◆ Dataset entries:
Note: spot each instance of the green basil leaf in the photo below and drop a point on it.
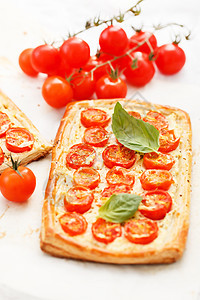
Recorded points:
(133, 133)
(119, 208)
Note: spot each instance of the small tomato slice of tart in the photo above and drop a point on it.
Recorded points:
(118, 155)
(158, 161)
(5, 124)
(141, 231)
(156, 179)
(106, 232)
(96, 136)
(78, 199)
(168, 141)
(116, 189)
(156, 204)
(87, 177)
(156, 119)
(80, 155)
(119, 175)
(19, 140)
(94, 117)
(73, 223)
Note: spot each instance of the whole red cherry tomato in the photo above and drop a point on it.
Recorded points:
(170, 59)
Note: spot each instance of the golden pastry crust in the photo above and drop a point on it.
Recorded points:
(169, 245)
(40, 147)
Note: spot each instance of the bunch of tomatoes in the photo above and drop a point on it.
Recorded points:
(73, 74)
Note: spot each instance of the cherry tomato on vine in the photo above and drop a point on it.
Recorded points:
(82, 85)
(141, 36)
(111, 86)
(17, 183)
(170, 59)
(57, 91)
(140, 71)
(75, 51)
(113, 40)
(26, 64)
(45, 59)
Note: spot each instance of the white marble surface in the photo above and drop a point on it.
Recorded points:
(25, 272)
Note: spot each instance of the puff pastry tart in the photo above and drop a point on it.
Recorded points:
(18, 136)
(119, 184)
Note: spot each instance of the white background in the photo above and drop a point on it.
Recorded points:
(26, 272)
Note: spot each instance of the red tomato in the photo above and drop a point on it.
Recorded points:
(19, 140)
(141, 231)
(80, 155)
(113, 40)
(108, 88)
(96, 136)
(158, 161)
(5, 124)
(141, 36)
(106, 232)
(73, 223)
(94, 117)
(57, 91)
(156, 204)
(116, 189)
(156, 119)
(87, 177)
(45, 59)
(82, 85)
(17, 187)
(119, 175)
(168, 141)
(26, 64)
(170, 59)
(75, 52)
(1, 156)
(156, 179)
(140, 71)
(78, 199)
(117, 155)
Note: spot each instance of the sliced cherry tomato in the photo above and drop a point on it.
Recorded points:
(82, 85)
(135, 114)
(106, 232)
(87, 177)
(80, 155)
(168, 141)
(26, 64)
(142, 36)
(119, 175)
(45, 59)
(142, 231)
(1, 156)
(116, 189)
(118, 155)
(156, 179)
(113, 40)
(140, 70)
(158, 161)
(156, 204)
(170, 59)
(94, 117)
(156, 119)
(96, 136)
(75, 51)
(73, 223)
(108, 87)
(17, 184)
(57, 91)
(19, 140)
(78, 199)
(5, 124)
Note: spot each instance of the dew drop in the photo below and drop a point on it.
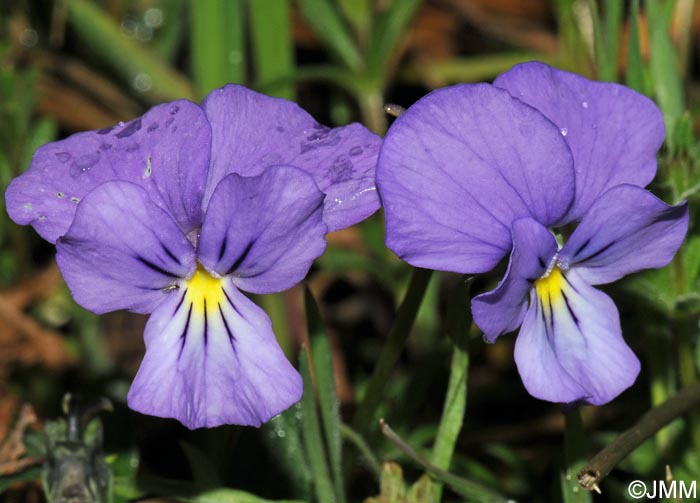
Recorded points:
(84, 163)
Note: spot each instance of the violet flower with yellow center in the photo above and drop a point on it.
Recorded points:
(471, 173)
(177, 213)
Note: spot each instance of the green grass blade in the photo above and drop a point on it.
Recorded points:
(458, 321)
(635, 66)
(386, 34)
(217, 38)
(613, 20)
(325, 20)
(125, 56)
(313, 441)
(400, 330)
(664, 67)
(273, 47)
(325, 384)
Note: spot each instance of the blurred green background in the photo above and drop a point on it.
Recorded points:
(73, 65)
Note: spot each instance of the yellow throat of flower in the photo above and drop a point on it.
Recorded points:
(549, 287)
(203, 290)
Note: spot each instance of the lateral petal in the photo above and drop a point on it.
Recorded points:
(265, 231)
(254, 132)
(570, 347)
(613, 131)
(166, 151)
(212, 359)
(502, 310)
(626, 230)
(122, 251)
(459, 166)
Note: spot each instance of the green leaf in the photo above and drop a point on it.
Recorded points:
(284, 441)
(313, 441)
(391, 483)
(400, 330)
(422, 492)
(635, 66)
(322, 360)
(440, 73)
(231, 496)
(390, 29)
(126, 57)
(664, 66)
(273, 47)
(458, 322)
(217, 43)
(325, 20)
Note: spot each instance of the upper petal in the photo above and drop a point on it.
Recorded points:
(570, 346)
(626, 230)
(459, 166)
(166, 151)
(122, 251)
(613, 131)
(253, 132)
(502, 310)
(212, 359)
(264, 230)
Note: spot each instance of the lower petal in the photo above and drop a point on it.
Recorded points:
(570, 347)
(212, 359)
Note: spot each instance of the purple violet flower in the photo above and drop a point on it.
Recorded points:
(179, 211)
(472, 172)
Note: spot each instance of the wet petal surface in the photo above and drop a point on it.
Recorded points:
(122, 251)
(613, 131)
(628, 229)
(166, 151)
(254, 132)
(216, 351)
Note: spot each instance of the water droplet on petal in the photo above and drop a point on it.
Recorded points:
(63, 156)
(84, 163)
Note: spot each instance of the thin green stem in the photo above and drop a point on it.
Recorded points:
(575, 455)
(469, 490)
(359, 442)
(392, 349)
(602, 463)
(458, 321)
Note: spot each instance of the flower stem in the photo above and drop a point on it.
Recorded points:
(602, 463)
(400, 330)
(458, 322)
(575, 457)
(470, 491)
(358, 441)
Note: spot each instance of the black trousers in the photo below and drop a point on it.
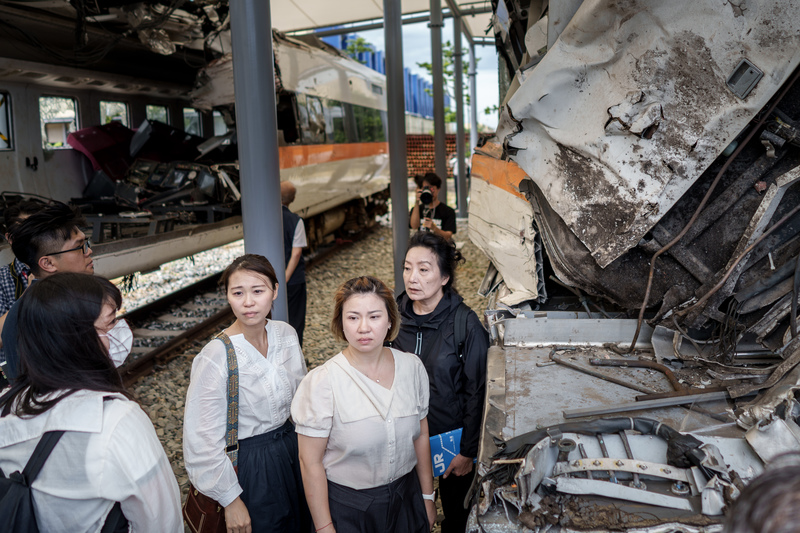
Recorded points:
(452, 491)
(296, 301)
(269, 474)
(394, 508)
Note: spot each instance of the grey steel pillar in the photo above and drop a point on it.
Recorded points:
(396, 111)
(458, 93)
(257, 132)
(439, 140)
(473, 100)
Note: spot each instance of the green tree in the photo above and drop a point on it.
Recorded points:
(357, 46)
(448, 73)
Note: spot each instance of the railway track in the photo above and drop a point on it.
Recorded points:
(165, 328)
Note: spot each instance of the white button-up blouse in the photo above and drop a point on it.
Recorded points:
(370, 429)
(266, 387)
(109, 453)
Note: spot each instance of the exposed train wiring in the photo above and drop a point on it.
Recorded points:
(87, 55)
(741, 256)
(795, 291)
(730, 332)
(702, 205)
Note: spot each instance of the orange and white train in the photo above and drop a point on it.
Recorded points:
(331, 115)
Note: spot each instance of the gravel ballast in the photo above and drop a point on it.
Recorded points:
(162, 395)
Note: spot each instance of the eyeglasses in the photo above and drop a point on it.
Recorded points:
(84, 248)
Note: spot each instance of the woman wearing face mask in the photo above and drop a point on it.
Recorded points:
(457, 376)
(109, 458)
(267, 492)
(361, 419)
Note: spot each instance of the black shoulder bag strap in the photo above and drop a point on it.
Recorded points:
(40, 455)
(460, 329)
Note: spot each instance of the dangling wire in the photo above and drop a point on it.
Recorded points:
(700, 207)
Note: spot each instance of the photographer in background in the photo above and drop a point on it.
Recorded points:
(434, 216)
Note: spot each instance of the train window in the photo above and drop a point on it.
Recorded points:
(113, 112)
(220, 128)
(159, 113)
(314, 133)
(5, 122)
(369, 124)
(287, 117)
(58, 117)
(335, 126)
(192, 121)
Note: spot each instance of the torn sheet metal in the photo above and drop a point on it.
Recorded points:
(774, 438)
(631, 105)
(302, 68)
(508, 240)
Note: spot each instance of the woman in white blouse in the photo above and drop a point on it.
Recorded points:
(361, 420)
(267, 494)
(109, 451)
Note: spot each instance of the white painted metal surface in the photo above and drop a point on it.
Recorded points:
(287, 16)
(303, 69)
(507, 240)
(146, 253)
(630, 106)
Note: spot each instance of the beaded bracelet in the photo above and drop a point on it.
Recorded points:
(323, 527)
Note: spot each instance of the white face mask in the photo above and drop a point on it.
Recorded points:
(120, 342)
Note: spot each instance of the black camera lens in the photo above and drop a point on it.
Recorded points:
(426, 196)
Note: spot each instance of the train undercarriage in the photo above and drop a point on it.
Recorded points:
(647, 163)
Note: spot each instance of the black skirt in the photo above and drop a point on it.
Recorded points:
(394, 508)
(269, 474)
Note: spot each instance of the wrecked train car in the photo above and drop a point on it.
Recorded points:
(77, 70)
(646, 159)
(650, 134)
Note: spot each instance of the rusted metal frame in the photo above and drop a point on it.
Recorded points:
(705, 199)
(688, 260)
(756, 229)
(728, 198)
(793, 358)
(679, 389)
(677, 385)
(600, 375)
(649, 404)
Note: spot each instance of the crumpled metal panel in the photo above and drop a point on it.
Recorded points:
(631, 105)
(507, 240)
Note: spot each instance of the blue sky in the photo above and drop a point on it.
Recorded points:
(417, 49)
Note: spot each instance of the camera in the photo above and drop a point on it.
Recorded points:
(426, 196)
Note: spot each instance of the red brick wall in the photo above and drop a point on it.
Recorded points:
(420, 154)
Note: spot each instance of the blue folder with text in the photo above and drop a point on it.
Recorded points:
(444, 447)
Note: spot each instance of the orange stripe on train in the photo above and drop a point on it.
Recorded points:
(505, 175)
(315, 154)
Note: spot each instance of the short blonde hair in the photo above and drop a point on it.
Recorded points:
(364, 285)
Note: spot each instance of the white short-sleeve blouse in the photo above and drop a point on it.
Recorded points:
(109, 453)
(266, 387)
(370, 429)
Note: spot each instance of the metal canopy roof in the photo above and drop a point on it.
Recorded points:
(294, 15)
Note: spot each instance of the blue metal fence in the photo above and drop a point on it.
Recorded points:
(419, 91)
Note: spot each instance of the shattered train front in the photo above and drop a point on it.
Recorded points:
(645, 265)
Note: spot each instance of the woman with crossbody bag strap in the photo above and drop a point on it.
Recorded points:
(109, 456)
(266, 493)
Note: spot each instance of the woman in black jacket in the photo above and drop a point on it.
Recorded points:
(457, 376)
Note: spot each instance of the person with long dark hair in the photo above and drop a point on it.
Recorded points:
(109, 455)
(457, 373)
(361, 420)
(267, 492)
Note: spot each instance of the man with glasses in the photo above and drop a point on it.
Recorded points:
(49, 242)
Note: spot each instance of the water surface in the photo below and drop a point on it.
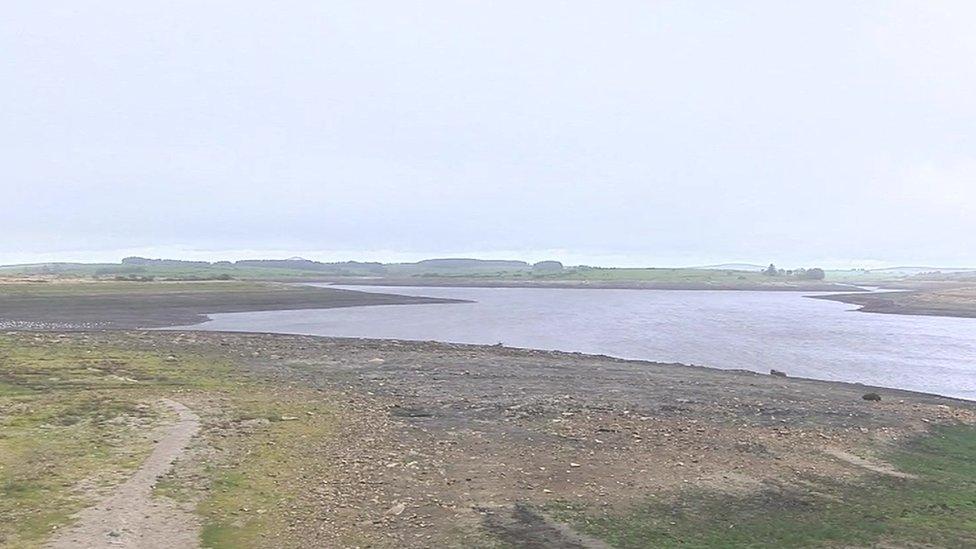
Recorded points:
(723, 329)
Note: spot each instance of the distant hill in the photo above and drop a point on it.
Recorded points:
(733, 267)
(911, 271)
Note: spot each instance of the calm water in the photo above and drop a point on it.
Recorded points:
(746, 330)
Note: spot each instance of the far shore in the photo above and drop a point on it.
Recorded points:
(475, 282)
(954, 302)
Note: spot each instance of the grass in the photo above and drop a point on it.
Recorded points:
(62, 421)
(938, 509)
(76, 414)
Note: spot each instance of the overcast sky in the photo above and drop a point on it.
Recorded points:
(623, 132)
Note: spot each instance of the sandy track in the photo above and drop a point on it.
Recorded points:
(130, 517)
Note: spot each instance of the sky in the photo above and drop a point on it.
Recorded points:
(629, 133)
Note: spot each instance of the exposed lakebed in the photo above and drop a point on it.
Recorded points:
(745, 330)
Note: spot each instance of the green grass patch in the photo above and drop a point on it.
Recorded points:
(71, 413)
(937, 509)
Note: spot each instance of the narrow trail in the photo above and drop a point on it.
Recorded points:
(130, 518)
(874, 466)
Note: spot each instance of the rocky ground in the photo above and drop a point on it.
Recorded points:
(441, 445)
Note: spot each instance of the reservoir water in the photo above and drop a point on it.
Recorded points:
(723, 329)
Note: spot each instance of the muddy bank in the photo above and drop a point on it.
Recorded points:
(154, 305)
(445, 445)
(955, 302)
(458, 282)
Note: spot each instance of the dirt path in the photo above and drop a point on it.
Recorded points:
(874, 466)
(130, 517)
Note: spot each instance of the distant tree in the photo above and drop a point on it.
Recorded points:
(547, 267)
(815, 273)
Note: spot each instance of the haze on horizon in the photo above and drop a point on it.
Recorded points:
(624, 133)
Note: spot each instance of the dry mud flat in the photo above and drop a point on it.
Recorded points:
(441, 445)
(126, 305)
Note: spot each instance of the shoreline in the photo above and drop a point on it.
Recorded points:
(951, 303)
(465, 445)
(432, 282)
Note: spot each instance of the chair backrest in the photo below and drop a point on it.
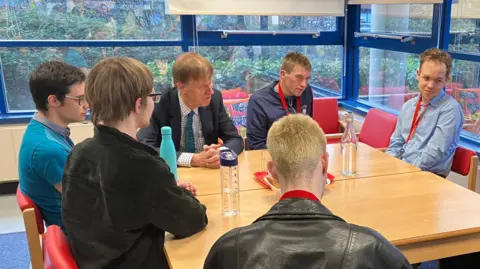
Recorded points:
(377, 128)
(34, 229)
(24, 202)
(461, 161)
(325, 113)
(58, 249)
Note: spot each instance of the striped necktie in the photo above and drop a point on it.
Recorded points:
(189, 136)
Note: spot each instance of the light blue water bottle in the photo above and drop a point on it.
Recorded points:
(167, 150)
(230, 185)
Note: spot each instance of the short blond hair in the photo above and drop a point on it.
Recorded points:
(296, 144)
(191, 66)
(295, 58)
(114, 85)
(439, 56)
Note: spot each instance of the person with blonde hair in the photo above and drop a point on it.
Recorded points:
(291, 94)
(196, 114)
(119, 196)
(299, 231)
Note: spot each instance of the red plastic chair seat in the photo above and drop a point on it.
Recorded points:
(377, 128)
(58, 249)
(325, 113)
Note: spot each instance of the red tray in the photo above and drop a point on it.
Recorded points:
(260, 177)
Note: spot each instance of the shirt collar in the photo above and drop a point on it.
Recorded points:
(437, 98)
(299, 194)
(184, 108)
(52, 126)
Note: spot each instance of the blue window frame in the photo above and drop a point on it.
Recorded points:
(466, 66)
(347, 49)
(188, 38)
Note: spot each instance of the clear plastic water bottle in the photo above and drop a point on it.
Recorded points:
(230, 185)
(348, 145)
(168, 151)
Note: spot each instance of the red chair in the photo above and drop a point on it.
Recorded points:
(58, 249)
(34, 228)
(377, 128)
(325, 113)
(465, 163)
(376, 131)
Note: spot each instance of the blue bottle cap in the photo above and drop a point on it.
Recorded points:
(228, 158)
(166, 130)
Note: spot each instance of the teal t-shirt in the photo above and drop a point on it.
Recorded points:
(42, 157)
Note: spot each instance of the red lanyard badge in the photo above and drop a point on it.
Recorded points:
(415, 120)
(284, 103)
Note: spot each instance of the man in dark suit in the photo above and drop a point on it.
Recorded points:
(196, 114)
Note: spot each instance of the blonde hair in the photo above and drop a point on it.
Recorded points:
(437, 55)
(296, 144)
(114, 85)
(191, 66)
(295, 58)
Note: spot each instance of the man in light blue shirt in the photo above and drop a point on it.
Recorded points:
(428, 128)
(58, 91)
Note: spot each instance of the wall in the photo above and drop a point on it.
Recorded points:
(11, 138)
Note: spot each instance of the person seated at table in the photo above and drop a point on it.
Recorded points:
(196, 114)
(119, 196)
(428, 127)
(58, 92)
(299, 231)
(292, 94)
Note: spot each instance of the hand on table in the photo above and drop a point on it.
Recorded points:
(208, 158)
(188, 186)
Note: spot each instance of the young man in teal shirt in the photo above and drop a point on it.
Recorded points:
(58, 92)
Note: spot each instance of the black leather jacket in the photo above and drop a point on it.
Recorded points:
(118, 200)
(301, 234)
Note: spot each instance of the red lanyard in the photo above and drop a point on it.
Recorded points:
(416, 120)
(284, 103)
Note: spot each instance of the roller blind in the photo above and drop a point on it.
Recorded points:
(361, 2)
(256, 7)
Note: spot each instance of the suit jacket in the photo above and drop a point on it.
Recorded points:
(300, 233)
(215, 123)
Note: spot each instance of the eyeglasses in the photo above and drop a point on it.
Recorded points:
(80, 99)
(156, 97)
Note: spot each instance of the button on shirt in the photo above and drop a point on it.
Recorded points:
(432, 146)
(185, 158)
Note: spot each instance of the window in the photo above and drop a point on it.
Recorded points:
(466, 90)
(18, 63)
(415, 19)
(87, 20)
(276, 23)
(387, 78)
(253, 67)
(465, 27)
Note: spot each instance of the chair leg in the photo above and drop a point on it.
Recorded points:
(472, 175)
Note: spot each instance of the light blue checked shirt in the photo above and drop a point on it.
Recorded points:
(185, 159)
(432, 146)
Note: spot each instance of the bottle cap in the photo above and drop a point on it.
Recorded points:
(166, 130)
(228, 158)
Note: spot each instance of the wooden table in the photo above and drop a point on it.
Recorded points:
(370, 163)
(425, 216)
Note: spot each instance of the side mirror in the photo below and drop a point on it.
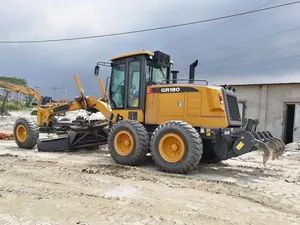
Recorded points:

◆ EXERCISE DETAILS:
The answer is the lines above, word for word, from the first one through the one containing "Note: spot each instance of the small"; it includes no pictures.

◆ TASK ANSWER:
Note: spot each instance of the green basil leaf in the photo below and drop a point on it.
Recorded points:
(133, 133)
(119, 208)
Note: spot each instance of the small tomato slice of tart in the photo above and drop a point on it.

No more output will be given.